* _Exercise description_
Write out every entry exactly as it appears.

* _Data shown_
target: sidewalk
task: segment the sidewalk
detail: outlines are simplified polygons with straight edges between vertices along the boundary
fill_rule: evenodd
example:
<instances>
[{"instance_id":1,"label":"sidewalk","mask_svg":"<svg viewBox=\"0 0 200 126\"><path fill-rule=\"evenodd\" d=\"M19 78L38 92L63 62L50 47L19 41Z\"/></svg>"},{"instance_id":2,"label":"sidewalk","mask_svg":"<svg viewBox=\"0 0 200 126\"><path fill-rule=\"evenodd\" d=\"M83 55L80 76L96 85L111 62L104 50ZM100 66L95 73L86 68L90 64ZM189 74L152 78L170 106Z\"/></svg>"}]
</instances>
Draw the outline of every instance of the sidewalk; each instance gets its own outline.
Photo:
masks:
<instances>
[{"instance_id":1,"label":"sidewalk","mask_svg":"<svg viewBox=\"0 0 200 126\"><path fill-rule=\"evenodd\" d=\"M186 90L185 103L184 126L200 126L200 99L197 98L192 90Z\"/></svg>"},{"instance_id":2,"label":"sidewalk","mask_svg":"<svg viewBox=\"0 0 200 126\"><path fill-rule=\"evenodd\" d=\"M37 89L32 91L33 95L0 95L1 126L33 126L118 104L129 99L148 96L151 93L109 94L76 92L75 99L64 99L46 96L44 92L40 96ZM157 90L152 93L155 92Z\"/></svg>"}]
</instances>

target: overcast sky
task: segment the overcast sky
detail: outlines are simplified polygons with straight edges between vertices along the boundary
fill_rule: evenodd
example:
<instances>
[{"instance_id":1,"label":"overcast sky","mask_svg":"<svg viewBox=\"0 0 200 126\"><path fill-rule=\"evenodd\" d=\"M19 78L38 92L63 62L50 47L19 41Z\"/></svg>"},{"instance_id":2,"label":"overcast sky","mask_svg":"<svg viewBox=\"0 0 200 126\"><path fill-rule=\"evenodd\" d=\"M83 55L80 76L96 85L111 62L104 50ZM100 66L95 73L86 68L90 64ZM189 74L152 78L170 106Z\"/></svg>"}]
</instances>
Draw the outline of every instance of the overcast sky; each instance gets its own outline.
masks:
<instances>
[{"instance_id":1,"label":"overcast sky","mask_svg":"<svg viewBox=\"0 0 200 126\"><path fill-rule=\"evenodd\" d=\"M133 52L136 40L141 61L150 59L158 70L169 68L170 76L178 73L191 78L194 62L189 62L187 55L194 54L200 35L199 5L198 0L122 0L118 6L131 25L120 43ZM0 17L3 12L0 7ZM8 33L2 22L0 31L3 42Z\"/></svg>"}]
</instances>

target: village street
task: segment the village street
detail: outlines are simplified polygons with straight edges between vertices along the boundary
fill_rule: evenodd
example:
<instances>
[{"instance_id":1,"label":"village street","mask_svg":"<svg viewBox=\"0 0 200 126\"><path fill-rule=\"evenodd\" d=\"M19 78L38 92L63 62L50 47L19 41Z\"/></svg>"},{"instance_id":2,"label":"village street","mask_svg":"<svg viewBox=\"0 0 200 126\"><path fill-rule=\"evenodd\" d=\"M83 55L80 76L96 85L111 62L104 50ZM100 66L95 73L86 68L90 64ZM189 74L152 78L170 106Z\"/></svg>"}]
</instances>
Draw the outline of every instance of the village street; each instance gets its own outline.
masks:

* _Finished task_
target: sidewalk
task: segment the sidewalk
detail: outlines are simplified polygons with straight edges between vertices along the boundary
fill_rule: evenodd
example:
<instances>
[{"instance_id":1,"label":"sidewalk","mask_svg":"<svg viewBox=\"0 0 200 126\"><path fill-rule=\"evenodd\" d=\"M19 78L38 92L63 62L50 47L19 41Z\"/></svg>"},{"instance_id":2,"label":"sidewalk","mask_svg":"<svg viewBox=\"0 0 200 126\"><path fill-rule=\"evenodd\" d=\"M83 55L80 76L96 85L111 62L104 50ZM100 66L95 73L86 68L90 64ZM189 74L152 78L170 106Z\"/></svg>"}]
</instances>
Draw the outline of every instance of the sidewalk; each instance gets its own outline.
Photo:
masks:
<instances>
[{"instance_id":1,"label":"sidewalk","mask_svg":"<svg viewBox=\"0 0 200 126\"><path fill-rule=\"evenodd\" d=\"M186 90L185 103L184 126L200 126L200 99L197 98L192 90Z\"/></svg>"},{"instance_id":2,"label":"sidewalk","mask_svg":"<svg viewBox=\"0 0 200 126\"><path fill-rule=\"evenodd\" d=\"M37 89L32 91L33 95L0 95L1 126L33 126L118 104L129 99L148 96L151 93L109 94L76 92L75 99L64 99L46 96L44 92L40 96ZM157 90L152 93L155 92Z\"/></svg>"}]
</instances>

target: overcast sky
task: segment the overcast sky
detail: outlines are simplified polygons with straight edges between vertices along the boundary
fill_rule: evenodd
example:
<instances>
[{"instance_id":1,"label":"overcast sky","mask_svg":"<svg viewBox=\"0 0 200 126\"><path fill-rule=\"evenodd\" d=\"M19 78L38 92L63 62L50 47L19 41Z\"/></svg>"},{"instance_id":2,"label":"overcast sky","mask_svg":"<svg viewBox=\"0 0 200 126\"><path fill-rule=\"evenodd\" d=\"M83 55L80 76L96 85L111 62L104 50ZM100 66L95 73L86 68L90 64ZM189 74L152 78L170 106Z\"/></svg>"}]
</instances>
Draw the outline of every instance of the overcast sky; each instance gets its own outline.
masks:
<instances>
[{"instance_id":1,"label":"overcast sky","mask_svg":"<svg viewBox=\"0 0 200 126\"><path fill-rule=\"evenodd\" d=\"M133 52L136 40L141 61L150 59L158 70L169 68L170 76L178 73L191 78L194 62L189 62L187 55L194 54L200 35L199 5L198 0L122 0L118 6L131 25L120 43ZM0 17L3 12L0 7ZM8 33L2 22L0 31L3 42Z\"/></svg>"}]
</instances>

target: village street
task: segment the village street
detail: outlines are simplified polygons with straight edges between vertices along the boundary
fill_rule: evenodd
example:
<instances>
[{"instance_id":1,"label":"village street","mask_svg":"<svg viewBox=\"0 0 200 126\"><path fill-rule=\"evenodd\" d=\"M19 78L38 92L63 62L50 47L19 41Z\"/></svg>"},{"instance_id":2,"label":"village street","mask_svg":"<svg viewBox=\"0 0 200 126\"><path fill-rule=\"evenodd\" d=\"M83 55L80 76L96 85L111 62L104 50ZM100 66L95 73L86 68L90 64ZM189 74L152 78L170 106Z\"/></svg>"}]
</instances>
Draw the outline of every instance of the village street; each instance gets its own outline.
masks:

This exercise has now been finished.